*** Information supplied ***
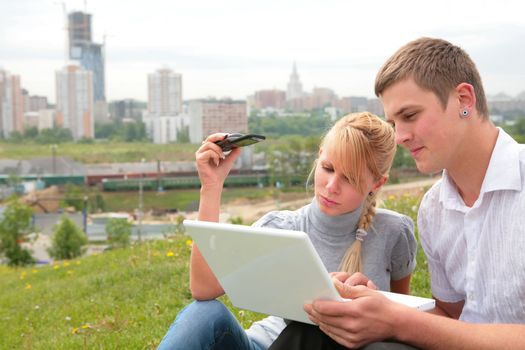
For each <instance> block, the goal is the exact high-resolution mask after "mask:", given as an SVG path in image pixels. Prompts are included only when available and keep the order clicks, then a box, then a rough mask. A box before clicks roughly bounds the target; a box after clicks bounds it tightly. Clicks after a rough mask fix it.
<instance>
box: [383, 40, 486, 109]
mask: <svg viewBox="0 0 525 350" xmlns="http://www.w3.org/2000/svg"><path fill="white" fill-rule="evenodd" d="M408 78H412V79H414V81H415V83H416V84H417V85H418V86H419V87H421V88H423V89H425V90H429V91H432V92H433V93H435V94H436V96H437V97H438V99H439V101H440V102H441V104H442V105H443V108H446V106H447V102H448V98H449V95H450V92H451V91H452V90H453V89H454V88H456V86H458V85H459V84H461V83H468V84H470V85H472V86H473V87H474V91H475V93H476V109H477V111H478V113H479V114H480V115H481V117H482V118H484V119H487V118H488V116H489V111H488V106H487V99H486V97H485V92H484V90H483V85H482V83H481V77H480V76H479V72H478V69H477V68H476V65H475V64H474V62H473V61H472V59H471V58H470V57H469V55H468V54H467V53H466V52H465V51H464V50H463V49H461V48H460V47H458V46H455V45H453V44H451V43H449V42H448V41H445V40H442V39H434V38H420V39H417V40H414V41H411V42H409V43H408V44H406V45H405V46H403V47H401V48H400V49H399V50H398V51H397V52H396V53H395V54H394V55H393V56H392V57H390V58H389V59H388V61H386V62H385V64H384V65H383V66H382V67H381V69H380V70H379V73H377V76H376V82H375V93H376V95H377V96H378V97H379V96H381V94H382V93H383V92H384V91H385V90H386V89H387V88H388V87H390V86H391V85H393V84H394V83H396V82H398V81H401V80H404V79H408Z"/></svg>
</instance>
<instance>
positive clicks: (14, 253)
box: [0, 201, 35, 266]
mask: <svg viewBox="0 0 525 350" xmlns="http://www.w3.org/2000/svg"><path fill="white" fill-rule="evenodd" d="M32 215H33V211H32V209H31V208H30V207H28V206H26V205H23V204H21V203H18V202H17V201H13V202H11V203H9V204H8V205H7V206H6V208H5V210H4V213H3V218H2V220H1V221H0V255H3V256H4V257H5V258H6V259H7V264H8V265H10V266H24V265H30V264H33V263H34V262H35V260H34V259H33V257H32V256H31V253H30V252H29V250H27V249H26V248H24V247H22V243H23V242H25V241H26V240H27V238H28V234H29V233H31V230H32V225H31V216H32Z"/></svg>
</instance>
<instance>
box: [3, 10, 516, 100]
mask: <svg viewBox="0 0 525 350" xmlns="http://www.w3.org/2000/svg"><path fill="white" fill-rule="evenodd" d="M64 3H65V5H66V8H67V11H68V12H69V11H73V10H84V8H86V9H87V12H89V13H91V14H92V15H93V19H92V26H93V37H94V40H95V41H96V42H102V40H103V37H104V35H105V36H106V45H107V46H106V95H107V98H108V100H114V99H122V98H136V99H140V100H146V99H147V74H148V73H151V72H153V71H155V70H156V69H159V68H162V67H169V68H171V69H173V70H174V71H175V72H177V73H181V74H182V77H183V91H184V92H183V97H184V99H191V98H199V97H207V96H215V97H224V96H230V97H232V98H241V99H243V98H245V97H246V96H247V95H250V94H253V92H254V91H256V90H261V89H272V88H276V89H282V90H285V89H286V84H287V82H288V79H289V75H290V73H291V69H292V64H293V62H294V61H296V62H297V67H298V71H299V76H300V79H301V82H302V83H303V88H304V89H305V90H306V91H310V90H311V89H312V88H313V87H329V88H332V89H333V90H334V91H335V92H336V93H337V94H338V95H339V96H351V95H354V96H367V97H373V82H374V78H375V74H376V72H377V70H378V69H379V67H380V66H381V64H382V63H383V62H384V61H385V60H386V59H387V58H388V57H389V56H390V55H391V54H392V53H393V52H394V51H395V50H396V49H397V48H398V47H400V46H401V45H403V44H405V43H406V42H408V41H410V40H413V39H416V38H418V37H420V36H432V37H441V38H444V39H447V40H449V41H451V42H453V43H454V44H457V45H459V46H461V47H463V48H464V49H465V50H467V52H469V54H470V55H471V57H472V58H473V59H474V61H475V62H476V63H477V65H478V68H479V70H480V72H481V75H482V79H483V81H484V84H485V88H486V91H487V93H488V94H496V93H499V92H506V93H507V94H510V95H516V94H518V93H520V92H522V91H525V19H524V18H525V17H524V16H525V2H523V1H521V0H511V1H496V0H462V1H457V0H440V1H437V0H434V1H432V2H430V1H421V0H417V1H416V0H414V1H412V0H410V1H409V0H406V1H403V0H399V1H373V0H361V1H354V0H319V1H313V0H312V1H310V0H259V1H250V0H222V1H217V0H213V1H212V0H184V1H181V0H148V1H137V0H110V1H109V0H89V1H86V2H84V1H81V0H64ZM85 6H86V7H85ZM64 28H65V24H64V14H63V10H62V3H61V2H60V1H52V0H16V1H15V0H12V1H10V0H1V1H0V67H1V68H3V69H6V70H8V71H9V72H10V73H11V74H17V75H20V76H21V80H22V86H23V87H24V88H26V89H28V90H29V93H30V94H31V95H45V96H47V97H48V98H49V99H50V101H52V102H54V101H55V91H54V89H55V71H56V70H58V69H60V68H61V67H63V66H64V56H65V55H64V50H65V32H64Z"/></svg>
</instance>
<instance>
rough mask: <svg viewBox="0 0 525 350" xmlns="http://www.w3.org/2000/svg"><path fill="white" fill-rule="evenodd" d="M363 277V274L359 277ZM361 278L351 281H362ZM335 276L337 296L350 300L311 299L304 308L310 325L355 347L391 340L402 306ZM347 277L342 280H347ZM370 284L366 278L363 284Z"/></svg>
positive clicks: (336, 338) (337, 276) (368, 289)
mask: <svg viewBox="0 0 525 350" xmlns="http://www.w3.org/2000/svg"><path fill="white" fill-rule="evenodd" d="M362 276H364V275H362ZM362 276H357V277H354V279H352V281H357V282H364V281H365V279H363V278H362ZM338 277H341V276H340V275H338V276H332V278H333V279H334V280H335V281H337V282H339V283H341V285H342V288H341V290H339V289H338V290H339V293H340V294H341V297H343V298H347V299H352V300H351V301H345V302H338V301H327V300H315V301H314V302H313V303H312V304H306V305H305V307H304V309H305V311H306V312H307V313H308V316H309V318H310V319H311V320H312V322H314V323H316V324H318V325H319V328H320V329H321V330H322V331H323V332H325V333H326V334H327V335H328V336H330V337H331V338H332V339H334V340H335V341H336V342H338V343H339V344H341V345H343V346H346V347H348V348H359V347H361V346H364V345H366V344H368V343H371V342H374V341H379V340H384V339H387V338H392V337H394V335H395V331H394V326H395V325H396V319H397V317H396V316H397V314H398V313H399V312H401V311H402V310H403V309H405V308H406V307H405V306H402V305H400V304H397V303H394V302H392V301H390V300H388V299H387V298H386V297H385V296H384V295H383V294H381V293H378V292H377V291H375V288H374V289H372V288H368V287H365V286H363V285H357V286H350V285H349V284H346V283H342V282H341V281H340V280H339V278H338ZM348 280H349V278H347V279H346V280H345V281H348ZM369 282H370V281H369V280H368V279H366V282H365V283H367V284H368V283H369Z"/></svg>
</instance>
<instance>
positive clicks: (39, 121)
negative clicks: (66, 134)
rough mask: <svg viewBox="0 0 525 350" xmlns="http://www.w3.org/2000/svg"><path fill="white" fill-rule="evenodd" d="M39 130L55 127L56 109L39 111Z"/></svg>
mask: <svg viewBox="0 0 525 350" xmlns="http://www.w3.org/2000/svg"><path fill="white" fill-rule="evenodd" d="M38 114H39V117H38V130H39V131H41V130H43V129H53V128H54V127H55V110H54V109H41V110H40V111H38Z"/></svg>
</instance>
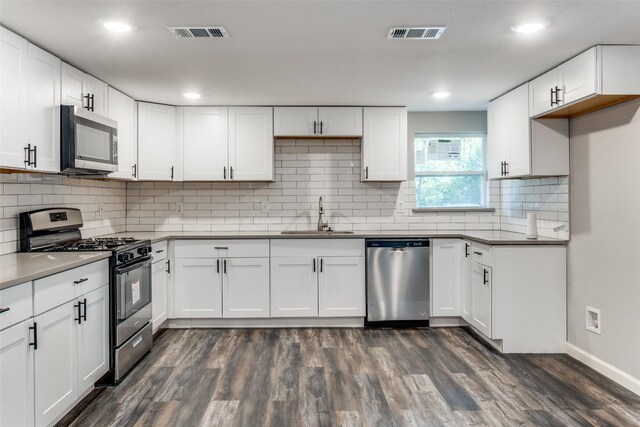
*** End of Information supplied ***
Task brief:
Reproduce the items word for word from their beginning through the line containing "box: [383, 40, 486, 109]", including that line. Leave out any pictures.

Answer to this problem:
For each <instance> block, the goal is the exact high-resolution mask after "mask:", given as an SVG path in image pixels. Prompts are included only when available and keep the order clicks, then a box, then a rough mask. A box before clicks roughly bounds the target; a box after clicks bounds it tightly. Clicks after a rough mask fix it.
<instance>
box: [383, 40, 486, 109]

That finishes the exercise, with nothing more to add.